*TASK GOAL*.
In the blog post below about the mousepad, list each distinct abbreviation that is written entirely in capital letters, counting inflected forms of one abbreviation only once.

Okay, normally, I despise text messaging abbreviations. However, today I got a free mousepad from Rosie O’Donnell with “go blog urself, rosie.com” printed on it. Who am I to look a gift horse in the mouth? What a weird saying. Remind me to look up the origin of that. (an aside - I looked it up, not nearly as interesting as one would expect)
Here’s the mousepad -
It came to my address with someone else’s name on it. Apparently there was a database problem. So, Pamela, I got your mousepad, but I’m sure you probably got someone else’s, so it evens out.
You know, I really like Rosie’s blog, but the spelling, it pains me. I’ve gone through so much effort to get all of my board kids to not use abbreviations, so it’s extra painful to run into them somewhere else - a place I want to read. One time, many moons ago, Rosie and I had a brief phone conversation (she wanted to IM on AOL, but I wanted to make sure she was who she said she was), we IM’d for about thirty minutes, straightening out some stuff that happened on the GLCF Rosie board during the first season of her show. Heh, the phone call scared the crap out of me, so I made my gf answer the phone. The IMing, not so scary. It’s a little weird to have things be so different now - she’s as out as out can be and doesn’t have her show anymore. It’s like the whole conversation became moot. Then again, most of the IMs I’ve exchanged in the past fifteen years online have probably gone that way. They all seemed important at the time, but life keeps chugging along. It’s almost 3am. I’m babbling. I should probably edit this in like ten hours. Okay, this is funny, when I was proofreading that paragraph, I realized that I’d forgotten the whole point of it. In IMs, Rosie wrote in all caps and it was hard to read. Now, I’m thinking I probably shouldn’t complain about the abbreviations.

*EXTRACTED DATA*.
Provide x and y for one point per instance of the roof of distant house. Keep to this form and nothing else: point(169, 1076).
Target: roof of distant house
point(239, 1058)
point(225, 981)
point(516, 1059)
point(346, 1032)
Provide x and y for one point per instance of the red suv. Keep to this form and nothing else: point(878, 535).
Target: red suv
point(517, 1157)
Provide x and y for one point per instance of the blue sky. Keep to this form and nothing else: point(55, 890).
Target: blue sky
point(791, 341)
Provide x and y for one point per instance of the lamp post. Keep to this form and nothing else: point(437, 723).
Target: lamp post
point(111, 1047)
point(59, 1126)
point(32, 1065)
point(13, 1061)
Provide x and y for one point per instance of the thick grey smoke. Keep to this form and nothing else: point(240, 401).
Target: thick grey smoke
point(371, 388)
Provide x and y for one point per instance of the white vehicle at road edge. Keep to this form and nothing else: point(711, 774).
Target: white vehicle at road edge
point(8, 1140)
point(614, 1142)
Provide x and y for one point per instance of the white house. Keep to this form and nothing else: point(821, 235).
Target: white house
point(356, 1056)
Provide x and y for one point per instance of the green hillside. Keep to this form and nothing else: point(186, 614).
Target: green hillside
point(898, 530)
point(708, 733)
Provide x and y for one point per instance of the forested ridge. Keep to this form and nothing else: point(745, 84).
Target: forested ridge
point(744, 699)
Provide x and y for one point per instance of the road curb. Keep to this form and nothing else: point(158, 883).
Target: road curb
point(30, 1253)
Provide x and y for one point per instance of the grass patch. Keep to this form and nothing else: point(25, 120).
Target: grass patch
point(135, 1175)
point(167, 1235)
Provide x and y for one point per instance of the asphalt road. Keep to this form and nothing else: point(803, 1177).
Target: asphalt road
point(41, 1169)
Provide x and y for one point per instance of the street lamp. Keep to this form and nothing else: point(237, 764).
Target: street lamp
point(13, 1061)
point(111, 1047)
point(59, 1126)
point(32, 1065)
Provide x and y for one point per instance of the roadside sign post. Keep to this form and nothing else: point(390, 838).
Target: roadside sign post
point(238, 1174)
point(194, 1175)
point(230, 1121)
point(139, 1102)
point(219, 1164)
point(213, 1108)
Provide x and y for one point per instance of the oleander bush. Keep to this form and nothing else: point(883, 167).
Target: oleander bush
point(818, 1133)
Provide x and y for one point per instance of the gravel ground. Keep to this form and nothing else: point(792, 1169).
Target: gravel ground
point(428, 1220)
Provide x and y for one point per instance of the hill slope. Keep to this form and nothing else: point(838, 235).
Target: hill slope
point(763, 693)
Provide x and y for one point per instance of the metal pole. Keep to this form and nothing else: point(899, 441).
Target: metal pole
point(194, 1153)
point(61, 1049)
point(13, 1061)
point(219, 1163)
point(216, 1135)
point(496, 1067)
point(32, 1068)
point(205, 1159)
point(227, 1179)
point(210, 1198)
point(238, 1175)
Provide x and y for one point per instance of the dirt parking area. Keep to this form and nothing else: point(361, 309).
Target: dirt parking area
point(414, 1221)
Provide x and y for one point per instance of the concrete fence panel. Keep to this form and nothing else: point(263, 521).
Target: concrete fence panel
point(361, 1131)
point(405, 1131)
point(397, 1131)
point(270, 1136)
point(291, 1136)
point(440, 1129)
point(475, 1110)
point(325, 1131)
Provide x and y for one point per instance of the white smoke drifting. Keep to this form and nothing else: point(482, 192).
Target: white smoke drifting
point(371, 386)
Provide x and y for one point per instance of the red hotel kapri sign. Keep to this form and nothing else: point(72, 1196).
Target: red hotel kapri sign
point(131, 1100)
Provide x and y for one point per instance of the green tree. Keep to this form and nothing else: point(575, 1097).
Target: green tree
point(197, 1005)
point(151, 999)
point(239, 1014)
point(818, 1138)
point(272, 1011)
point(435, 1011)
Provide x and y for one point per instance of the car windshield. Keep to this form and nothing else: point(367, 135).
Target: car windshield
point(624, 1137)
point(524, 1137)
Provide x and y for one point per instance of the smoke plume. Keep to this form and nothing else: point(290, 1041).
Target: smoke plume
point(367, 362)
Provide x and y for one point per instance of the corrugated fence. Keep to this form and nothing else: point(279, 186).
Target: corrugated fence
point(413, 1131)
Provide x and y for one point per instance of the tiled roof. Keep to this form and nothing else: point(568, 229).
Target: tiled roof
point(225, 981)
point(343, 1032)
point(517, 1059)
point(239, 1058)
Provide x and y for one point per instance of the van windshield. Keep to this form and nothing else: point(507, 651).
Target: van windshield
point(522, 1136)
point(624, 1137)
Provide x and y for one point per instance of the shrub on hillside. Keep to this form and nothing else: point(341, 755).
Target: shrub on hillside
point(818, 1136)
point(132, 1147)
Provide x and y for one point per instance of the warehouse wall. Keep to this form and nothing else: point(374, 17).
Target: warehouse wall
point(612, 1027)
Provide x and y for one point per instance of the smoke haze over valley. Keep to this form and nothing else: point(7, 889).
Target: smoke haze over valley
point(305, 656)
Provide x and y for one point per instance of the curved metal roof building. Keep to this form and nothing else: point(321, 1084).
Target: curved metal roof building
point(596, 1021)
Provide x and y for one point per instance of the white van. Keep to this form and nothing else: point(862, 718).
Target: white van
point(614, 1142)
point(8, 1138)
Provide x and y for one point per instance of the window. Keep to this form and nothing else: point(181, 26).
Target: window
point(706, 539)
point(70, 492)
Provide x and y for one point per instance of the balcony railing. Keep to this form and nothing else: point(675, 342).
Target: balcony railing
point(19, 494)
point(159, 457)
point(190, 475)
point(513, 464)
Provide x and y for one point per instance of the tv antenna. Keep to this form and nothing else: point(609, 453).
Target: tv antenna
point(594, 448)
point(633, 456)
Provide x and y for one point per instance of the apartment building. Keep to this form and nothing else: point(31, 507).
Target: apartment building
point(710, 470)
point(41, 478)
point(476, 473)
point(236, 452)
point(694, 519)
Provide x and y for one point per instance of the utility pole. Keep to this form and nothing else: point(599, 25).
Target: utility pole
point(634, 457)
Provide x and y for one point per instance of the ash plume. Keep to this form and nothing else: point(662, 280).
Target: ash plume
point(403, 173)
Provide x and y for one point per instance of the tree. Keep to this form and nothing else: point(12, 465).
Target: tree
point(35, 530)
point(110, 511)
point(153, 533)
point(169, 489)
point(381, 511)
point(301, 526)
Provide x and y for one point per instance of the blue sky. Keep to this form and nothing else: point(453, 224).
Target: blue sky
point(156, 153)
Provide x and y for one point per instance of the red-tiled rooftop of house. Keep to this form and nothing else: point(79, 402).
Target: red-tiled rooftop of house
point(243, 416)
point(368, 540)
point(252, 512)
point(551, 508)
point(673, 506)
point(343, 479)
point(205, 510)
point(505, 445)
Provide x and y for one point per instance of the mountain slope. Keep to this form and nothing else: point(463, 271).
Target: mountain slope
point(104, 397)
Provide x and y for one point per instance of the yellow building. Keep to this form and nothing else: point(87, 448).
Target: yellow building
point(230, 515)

*ANSWER AREA*.
IM
AOL
GLCF